■ **The exercise**
Give the entries back exactly, dropping each image.

>> start Given information

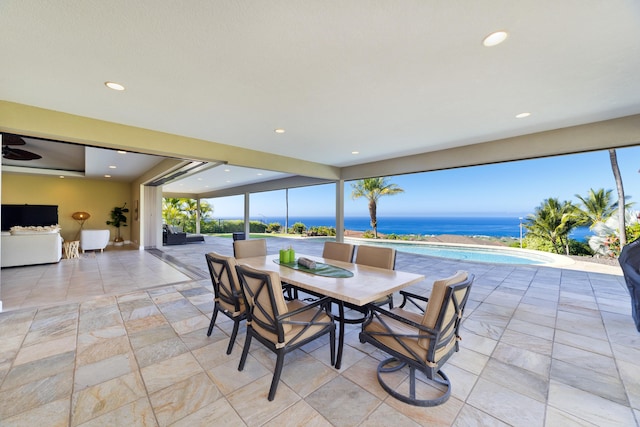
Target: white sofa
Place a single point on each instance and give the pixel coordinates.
(29, 249)
(94, 239)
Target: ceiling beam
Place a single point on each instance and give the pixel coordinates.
(615, 133)
(41, 123)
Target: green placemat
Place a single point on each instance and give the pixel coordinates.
(321, 269)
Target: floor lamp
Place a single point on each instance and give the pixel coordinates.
(81, 217)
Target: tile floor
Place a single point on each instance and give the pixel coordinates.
(119, 338)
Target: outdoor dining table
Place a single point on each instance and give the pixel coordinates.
(364, 285)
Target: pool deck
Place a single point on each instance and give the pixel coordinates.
(119, 338)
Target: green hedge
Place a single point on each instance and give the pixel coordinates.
(231, 226)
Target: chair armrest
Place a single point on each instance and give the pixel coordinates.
(322, 301)
(410, 297)
(382, 312)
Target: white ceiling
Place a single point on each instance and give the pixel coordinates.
(384, 78)
(71, 160)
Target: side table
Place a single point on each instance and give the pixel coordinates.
(71, 249)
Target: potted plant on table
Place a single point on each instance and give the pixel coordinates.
(118, 219)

>> end Given information

■ **Solution to this task**
Target: white sofa
Place a single point on each instance and give the pixel coordinates.
(29, 249)
(94, 239)
Target: ceiling beam
Place a single point on each instance and give the pixel coordinates.
(615, 133)
(41, 123)
Target: green placemat
Place a single point on each instance and give the pixel coordinates.
(321, 269)
Target: floor lamp
Place a single point on each instance and give the pixel coordinates.
(81, 217)
Target: tile floor
Place a single point on each instance and give the pixel coordinates.
(119, 338)
Target: outdoor dining table
Place a single point on each instance and give the pixel coordinates.
(364, 285)
Target: pool deck
Place a single point on each instance and give the pixel coordinates.
(119, 338)
Target: green hedge
Place a single point on each instance and give the pixel coordinates.
(231, 226)
Target: chair armrest
Place a single point on each instance and give the pixel coordinates.
(322, 301)
(410, 297)
(382, 312)
Target: white ceiling
Place a single point on each instance and give the pixel coordinates.
(384, 78)
(71, 160)
Target: side table
Place a single point on each instance and give the pixel coordinates.
(71, 249)
Target: potted plant on table
Place a single point on each instance and give the pixel coordinates.
(118, 219)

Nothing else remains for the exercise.